* Given task: Starting at the line containing "of the fulham" and continuing through the end of the entries, write those lines again, replacing "thickest part" with "widest part" and leaving everything else unchanged.

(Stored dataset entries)
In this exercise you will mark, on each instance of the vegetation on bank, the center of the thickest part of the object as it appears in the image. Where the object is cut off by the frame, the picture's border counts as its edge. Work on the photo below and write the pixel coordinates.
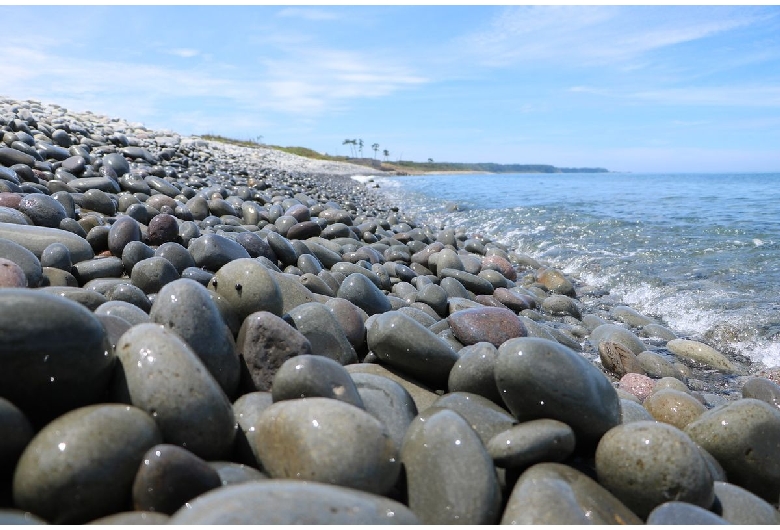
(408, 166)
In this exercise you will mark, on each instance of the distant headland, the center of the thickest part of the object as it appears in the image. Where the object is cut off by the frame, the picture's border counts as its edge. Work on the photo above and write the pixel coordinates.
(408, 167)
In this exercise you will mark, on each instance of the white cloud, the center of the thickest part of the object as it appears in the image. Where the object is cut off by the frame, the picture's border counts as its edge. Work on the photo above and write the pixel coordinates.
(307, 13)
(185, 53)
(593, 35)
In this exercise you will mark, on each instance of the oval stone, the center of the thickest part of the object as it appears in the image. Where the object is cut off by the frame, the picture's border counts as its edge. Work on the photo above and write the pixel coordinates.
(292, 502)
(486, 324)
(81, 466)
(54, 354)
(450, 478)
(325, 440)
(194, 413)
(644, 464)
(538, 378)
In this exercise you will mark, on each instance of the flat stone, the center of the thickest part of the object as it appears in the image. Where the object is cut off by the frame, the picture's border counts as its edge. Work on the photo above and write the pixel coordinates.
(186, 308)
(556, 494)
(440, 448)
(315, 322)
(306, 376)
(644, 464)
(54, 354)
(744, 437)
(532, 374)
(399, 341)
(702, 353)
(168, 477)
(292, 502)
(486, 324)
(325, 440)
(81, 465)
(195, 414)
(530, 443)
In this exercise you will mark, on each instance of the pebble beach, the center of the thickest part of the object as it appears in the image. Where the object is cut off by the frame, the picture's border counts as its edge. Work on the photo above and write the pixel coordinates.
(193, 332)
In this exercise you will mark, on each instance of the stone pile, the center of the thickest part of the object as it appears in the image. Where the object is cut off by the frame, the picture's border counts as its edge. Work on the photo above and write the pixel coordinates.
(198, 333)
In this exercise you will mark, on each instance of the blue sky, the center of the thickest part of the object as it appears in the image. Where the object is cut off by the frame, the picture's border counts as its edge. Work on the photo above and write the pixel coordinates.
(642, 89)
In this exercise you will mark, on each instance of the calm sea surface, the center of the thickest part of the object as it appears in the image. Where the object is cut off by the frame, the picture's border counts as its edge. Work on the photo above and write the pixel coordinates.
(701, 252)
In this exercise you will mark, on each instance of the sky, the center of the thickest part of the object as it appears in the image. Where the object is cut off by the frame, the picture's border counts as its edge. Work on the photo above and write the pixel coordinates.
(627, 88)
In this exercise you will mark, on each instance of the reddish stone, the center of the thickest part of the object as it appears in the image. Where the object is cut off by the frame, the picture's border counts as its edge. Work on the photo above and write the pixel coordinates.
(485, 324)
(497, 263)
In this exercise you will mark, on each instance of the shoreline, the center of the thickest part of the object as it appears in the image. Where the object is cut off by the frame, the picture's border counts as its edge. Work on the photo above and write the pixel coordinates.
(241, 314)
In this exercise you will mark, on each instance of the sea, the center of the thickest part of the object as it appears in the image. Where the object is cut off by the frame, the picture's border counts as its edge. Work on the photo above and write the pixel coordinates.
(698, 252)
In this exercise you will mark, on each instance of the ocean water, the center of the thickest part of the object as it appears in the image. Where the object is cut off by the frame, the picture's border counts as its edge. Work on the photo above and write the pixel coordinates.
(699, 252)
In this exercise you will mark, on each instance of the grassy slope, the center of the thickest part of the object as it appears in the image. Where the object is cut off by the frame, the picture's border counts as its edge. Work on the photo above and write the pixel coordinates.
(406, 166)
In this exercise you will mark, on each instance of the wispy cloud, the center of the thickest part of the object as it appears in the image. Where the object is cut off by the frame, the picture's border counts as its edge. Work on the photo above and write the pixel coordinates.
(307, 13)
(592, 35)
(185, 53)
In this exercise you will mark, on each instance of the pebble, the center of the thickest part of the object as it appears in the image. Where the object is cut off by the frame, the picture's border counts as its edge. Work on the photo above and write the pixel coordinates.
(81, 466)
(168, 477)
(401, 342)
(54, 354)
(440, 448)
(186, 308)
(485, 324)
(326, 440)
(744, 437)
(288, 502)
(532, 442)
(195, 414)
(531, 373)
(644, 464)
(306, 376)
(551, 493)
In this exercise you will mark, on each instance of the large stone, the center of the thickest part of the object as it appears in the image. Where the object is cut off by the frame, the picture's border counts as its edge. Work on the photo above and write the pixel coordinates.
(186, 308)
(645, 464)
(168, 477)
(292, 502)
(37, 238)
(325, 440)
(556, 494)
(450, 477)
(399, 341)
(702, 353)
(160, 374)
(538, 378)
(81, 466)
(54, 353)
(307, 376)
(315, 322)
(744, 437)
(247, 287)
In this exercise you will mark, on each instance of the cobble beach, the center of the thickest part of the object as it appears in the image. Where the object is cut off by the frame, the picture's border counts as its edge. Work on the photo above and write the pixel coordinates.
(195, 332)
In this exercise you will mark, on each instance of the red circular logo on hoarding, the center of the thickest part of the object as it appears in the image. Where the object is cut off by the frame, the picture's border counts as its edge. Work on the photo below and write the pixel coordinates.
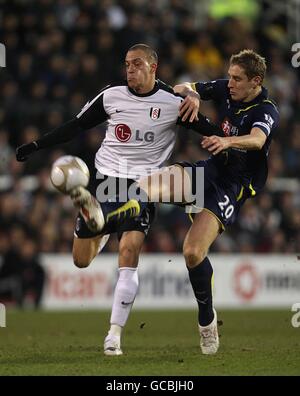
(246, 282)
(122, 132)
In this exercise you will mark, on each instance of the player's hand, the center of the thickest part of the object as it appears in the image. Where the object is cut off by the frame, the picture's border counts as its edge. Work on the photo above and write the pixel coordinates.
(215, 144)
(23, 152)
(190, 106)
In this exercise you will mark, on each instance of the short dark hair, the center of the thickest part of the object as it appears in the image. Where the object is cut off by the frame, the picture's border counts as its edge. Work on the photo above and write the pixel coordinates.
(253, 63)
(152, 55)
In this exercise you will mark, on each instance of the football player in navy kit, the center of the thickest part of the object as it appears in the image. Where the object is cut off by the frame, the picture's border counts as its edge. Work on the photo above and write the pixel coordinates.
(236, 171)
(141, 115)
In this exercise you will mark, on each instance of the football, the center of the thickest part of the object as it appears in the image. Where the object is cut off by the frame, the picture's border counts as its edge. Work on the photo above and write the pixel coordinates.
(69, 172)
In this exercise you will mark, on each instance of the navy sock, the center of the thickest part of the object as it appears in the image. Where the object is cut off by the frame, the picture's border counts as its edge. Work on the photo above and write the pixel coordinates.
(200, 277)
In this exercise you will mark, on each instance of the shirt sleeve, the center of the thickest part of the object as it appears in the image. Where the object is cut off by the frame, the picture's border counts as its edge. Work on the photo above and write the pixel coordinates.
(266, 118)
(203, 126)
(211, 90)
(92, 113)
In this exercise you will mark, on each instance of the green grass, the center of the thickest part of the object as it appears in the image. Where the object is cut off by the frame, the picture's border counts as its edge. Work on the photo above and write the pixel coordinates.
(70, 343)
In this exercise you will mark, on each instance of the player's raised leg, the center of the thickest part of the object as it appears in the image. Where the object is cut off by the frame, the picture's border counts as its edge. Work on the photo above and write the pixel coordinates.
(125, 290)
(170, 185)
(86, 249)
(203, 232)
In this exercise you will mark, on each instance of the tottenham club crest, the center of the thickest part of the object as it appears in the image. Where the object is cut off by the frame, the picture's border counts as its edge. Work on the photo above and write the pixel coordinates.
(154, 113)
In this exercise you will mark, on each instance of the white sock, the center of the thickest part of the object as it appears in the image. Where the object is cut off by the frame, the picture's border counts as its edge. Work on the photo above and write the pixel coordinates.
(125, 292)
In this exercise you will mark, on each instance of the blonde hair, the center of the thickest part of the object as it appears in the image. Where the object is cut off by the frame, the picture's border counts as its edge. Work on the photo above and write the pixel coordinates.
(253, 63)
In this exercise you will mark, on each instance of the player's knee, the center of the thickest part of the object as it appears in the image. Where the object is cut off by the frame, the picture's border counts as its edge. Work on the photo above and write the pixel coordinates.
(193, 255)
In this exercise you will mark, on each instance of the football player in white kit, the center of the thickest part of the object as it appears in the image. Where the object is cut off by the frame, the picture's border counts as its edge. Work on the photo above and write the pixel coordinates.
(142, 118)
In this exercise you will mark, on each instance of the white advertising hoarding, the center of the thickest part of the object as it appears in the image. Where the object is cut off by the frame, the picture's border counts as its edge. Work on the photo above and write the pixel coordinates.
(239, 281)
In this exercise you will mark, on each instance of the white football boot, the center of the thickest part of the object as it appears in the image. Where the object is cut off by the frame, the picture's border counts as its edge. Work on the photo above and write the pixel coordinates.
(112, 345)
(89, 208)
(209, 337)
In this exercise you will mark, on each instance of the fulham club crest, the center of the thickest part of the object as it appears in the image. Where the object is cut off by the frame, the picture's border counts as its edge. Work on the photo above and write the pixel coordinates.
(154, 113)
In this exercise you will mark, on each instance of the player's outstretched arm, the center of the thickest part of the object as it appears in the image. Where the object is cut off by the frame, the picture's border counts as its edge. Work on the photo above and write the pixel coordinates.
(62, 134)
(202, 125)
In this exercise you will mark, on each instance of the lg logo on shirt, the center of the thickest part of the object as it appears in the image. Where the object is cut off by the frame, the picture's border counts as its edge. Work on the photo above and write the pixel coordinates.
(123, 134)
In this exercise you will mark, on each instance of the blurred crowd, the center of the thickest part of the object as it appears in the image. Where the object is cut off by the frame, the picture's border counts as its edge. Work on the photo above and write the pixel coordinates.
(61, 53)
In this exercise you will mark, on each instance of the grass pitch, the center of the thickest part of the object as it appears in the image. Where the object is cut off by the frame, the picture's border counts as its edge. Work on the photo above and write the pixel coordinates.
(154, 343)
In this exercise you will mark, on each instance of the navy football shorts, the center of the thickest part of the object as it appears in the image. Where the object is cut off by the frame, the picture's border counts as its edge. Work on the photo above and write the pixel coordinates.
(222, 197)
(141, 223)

* Right answer:
In this exercise you will mark, on each instance of the fulham club crest, the center of the widest part of the object as it appears in the image. Where the object is cut off by the frame, the picture's border counts as its edge. Work on the photo above and write the pixel coordinates.
(154, 113)
In this exercise you will mark, on each instance of the player's outstretched arm, the center of the widest part of the object as it appears in the image. Where the object is cut off by the frame, the picture's border counts as its edge. Work on the photo above and write the pixel coordinates.
(62, 134)
(202, 125)
In this exercise you will mark, on each instance of the lg logo on shirt, the center of the widest part of the object as it appears in the image. Where the object is cut off by the frame, the picture's border counts as its edge. Work on the photo above and write the pixel coordinates.
(123, 134)
In this exercise you will mark, on each instance of the blurred crowd, the center of the widest part of the object as it appears in the image. Where the object is cut off by the frame, the picture's border counts as its edge. Work on the photo above and write the pixel coordinates.
(61, 53)
In this exercise you will mark, on each instance of the grass pitch, the center of the widest part of the object as it appears in the image. Where the object is cut off by the frame, the picture's border counts as its edge. Work on the photo above and write the pixel coordinates.
(154, 343)
In this exercise you will mark, on each instance of the navy football shorts, the center of the widest part of the object as it appears in the image. Where the object is cut off by the frame, the picture's border counts as its edge. Work on the photo above and write the pixel coordinates.
(222, 197)
(141, 223)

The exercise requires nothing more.